═════ Source passage
ABBOTT, JOSEPH S.

Name: Joseph S. Abbott
Rank/Branch: O3/United States Air Force
Unit: 333rd TFS
Date of Birth: 16 August 1934
Home City of Record: Alloway NJ
Date of Loss: 30 April 1967
Country of Loss: North Vietnam
Loss Coordinates: 210000North  1045500 East
Status (in 1973): Returnee
Category:
Aircraft/Vehicle/Ground: F105D
Missions: 28
Other Personnel in Incident: none

Source: Compiled by P.O.W. NETWORK from one or more of the following: raw
data from U.S. Government agency sources, correspondence with POW/MIA
families, published sources, interviews.

REMARKS: 730218 RELEASED BY DRV

SOURCE: WE CAME HOME  copyright 1977 Captain and Mrs. Frederic A Wyatt (USNR
Ret), Barbara Powers Wyatt, Editor P.O.W. Publications, 10250 Moorpark St.,
Toluca Lake, CA 91602 Text is reproduced as found in the original
publication (including date and spelling errors). UPDATE - 04/2008 by the
P.O.W. NETWORK, Skidmore, MO

JOSEPH S. ABBOT, JR. Major - United States Air Force Shot Down: April 30,
1967 Released: February 18, 1973
         
Major Joseph S. Abbot, Jr. was born in Salem, New Jersey on 16 August 1934.
In 1941 the Abbot family moved to Alloway, New Jersey to start a dairy farm.
Major Abbot attended the local grammar and high school. He studied
engineering at the University of Virginia and then enlisted in the Aviation
Cadets in April 1954. During his years in the service he also attended the
University of California at Los Angeles,  and the San Fernando Valley State
College, California. Since he has been in the Air Force he has flown nine
different aircraft and has 3100 hours flight time to his credit.
══════════
═════ Record excerpts
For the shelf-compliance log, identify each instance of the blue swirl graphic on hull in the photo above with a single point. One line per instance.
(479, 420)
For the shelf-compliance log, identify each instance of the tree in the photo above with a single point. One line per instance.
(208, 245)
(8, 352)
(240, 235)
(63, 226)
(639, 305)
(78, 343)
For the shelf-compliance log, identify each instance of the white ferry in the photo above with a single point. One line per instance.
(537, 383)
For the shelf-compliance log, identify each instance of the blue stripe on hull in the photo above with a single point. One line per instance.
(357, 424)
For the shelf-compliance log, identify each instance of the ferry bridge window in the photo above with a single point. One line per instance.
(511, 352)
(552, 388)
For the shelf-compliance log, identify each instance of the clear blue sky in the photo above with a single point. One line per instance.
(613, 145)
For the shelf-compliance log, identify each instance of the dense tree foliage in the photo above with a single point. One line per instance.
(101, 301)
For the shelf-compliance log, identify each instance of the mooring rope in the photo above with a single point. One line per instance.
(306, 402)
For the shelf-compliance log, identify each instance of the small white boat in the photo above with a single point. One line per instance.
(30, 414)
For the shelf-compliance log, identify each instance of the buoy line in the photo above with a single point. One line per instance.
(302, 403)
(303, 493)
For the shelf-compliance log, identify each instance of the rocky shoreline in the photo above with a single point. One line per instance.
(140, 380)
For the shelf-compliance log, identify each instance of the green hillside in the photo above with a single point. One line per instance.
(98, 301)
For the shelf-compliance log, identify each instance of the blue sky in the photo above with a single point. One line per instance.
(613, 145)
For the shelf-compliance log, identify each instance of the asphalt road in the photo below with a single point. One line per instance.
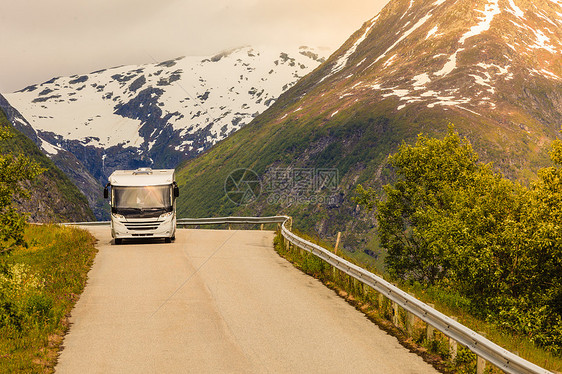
══════════
## Set problem 1
According to the Abbott profile above, how many hours of flight time does Joseph S. Abbott have to his credit?
## Set problem 2
Please copy the Abbott profile from "SOURCE: WE CAME" to "16 August 1934.".

## Problem solution 1
3100 hours

## Problem solution 2
SOURCE: WE CAME HOME  copyright 1977 Captain and Mrs. Frederic A Wyatt (USNR
Ret), Barbara Powers Wyatt, Editor P.O.W. Publications, 10250 Moorpark St.,
Toluca Lake, CA 91602 Text is reproduced as found in the original
publication (including date and spelling errors). UPDATE - 04/2008 by the
P.O.W. NETWORK, Skidmore, MO

JOSEPH S. ABBOT, JR. Major - United States Air Force Shot Down: April 30,
1967 Released: February 18, 1973
         
Major Joseph S. Abbot, Jr. was born in Salem, New Jersey on 16 August 1934.